Provided entries —
__________
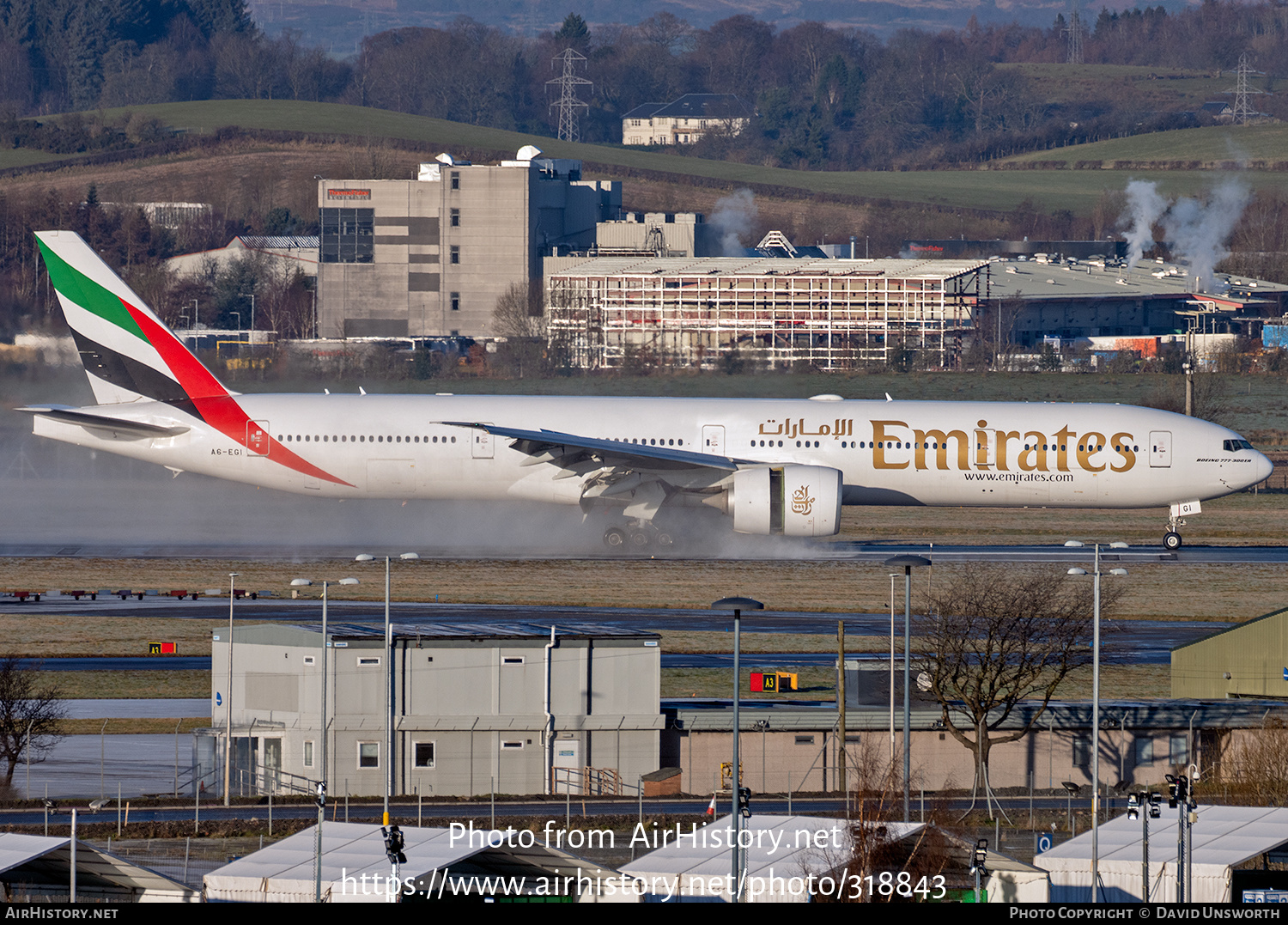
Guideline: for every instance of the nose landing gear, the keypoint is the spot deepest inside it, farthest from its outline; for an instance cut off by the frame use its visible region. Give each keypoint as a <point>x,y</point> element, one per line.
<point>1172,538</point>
__________
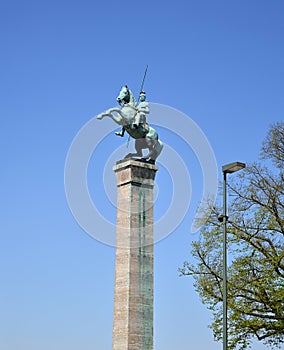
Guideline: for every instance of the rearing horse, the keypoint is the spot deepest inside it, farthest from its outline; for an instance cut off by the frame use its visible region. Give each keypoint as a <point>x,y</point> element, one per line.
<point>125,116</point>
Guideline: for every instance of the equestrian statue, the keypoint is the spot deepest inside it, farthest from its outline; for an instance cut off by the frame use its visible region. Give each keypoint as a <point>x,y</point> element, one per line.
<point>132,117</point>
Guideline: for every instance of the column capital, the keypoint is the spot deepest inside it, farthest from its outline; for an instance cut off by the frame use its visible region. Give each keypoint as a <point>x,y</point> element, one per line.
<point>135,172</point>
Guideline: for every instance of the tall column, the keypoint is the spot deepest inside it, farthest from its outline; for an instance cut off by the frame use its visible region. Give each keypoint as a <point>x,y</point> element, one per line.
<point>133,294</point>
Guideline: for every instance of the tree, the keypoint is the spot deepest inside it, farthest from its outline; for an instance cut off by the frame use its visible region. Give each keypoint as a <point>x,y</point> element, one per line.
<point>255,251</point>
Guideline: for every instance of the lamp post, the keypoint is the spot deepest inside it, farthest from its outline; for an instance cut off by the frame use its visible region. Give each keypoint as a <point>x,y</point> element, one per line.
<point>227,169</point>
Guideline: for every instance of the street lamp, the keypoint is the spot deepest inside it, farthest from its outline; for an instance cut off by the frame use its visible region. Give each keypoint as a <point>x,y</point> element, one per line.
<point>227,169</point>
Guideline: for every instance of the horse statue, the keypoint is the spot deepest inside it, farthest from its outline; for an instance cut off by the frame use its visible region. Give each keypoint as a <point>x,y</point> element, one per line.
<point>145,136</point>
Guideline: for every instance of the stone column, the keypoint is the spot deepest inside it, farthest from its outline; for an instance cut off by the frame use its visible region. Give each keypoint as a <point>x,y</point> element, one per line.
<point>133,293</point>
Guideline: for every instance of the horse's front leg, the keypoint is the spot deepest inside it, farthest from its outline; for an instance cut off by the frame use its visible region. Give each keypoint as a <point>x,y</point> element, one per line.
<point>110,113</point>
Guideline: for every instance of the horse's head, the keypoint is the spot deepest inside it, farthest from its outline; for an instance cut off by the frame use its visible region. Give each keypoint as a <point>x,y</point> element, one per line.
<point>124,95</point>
__________
Short task — In the items above, recast everything from the line containing "Guideline: for every instance of the stone" down to the line containing "<point>124,95</point>" as a Markdown table with the columns Row and Line. Number each line in Row and leave out blank lines.

Reply to the task —
| Row | Line |
|---|---|
| 1 | Guideline: for every instance of the stone column, the keypoint is the spot deepest inside it, farthest from its outline; for an instance cut off by the frame use its visible region. Give each keypoint as a <point>x,y</point> element, one per line. |
| 2 | <point>133,293</point> |
| 3 | Guideline: for every instance of the horse's front leg, the keypoint is the spot deepest inside it, farthest from its outline; for an instance cut off by the frame use its visible region. Give each keypoint as a <point>x,y</point> element, one per line. |
| 4 | <point>110,113</point> |
| 5 | Guideline: for every instance of the horse's head, the keypoint is the spot deepest inside it, farthest from its outline; for an instance cut off by the frame use its visible region. Give each keypoint as a <point>x,y</point> element, one per line. |
| 6 | <point>124,95</point> |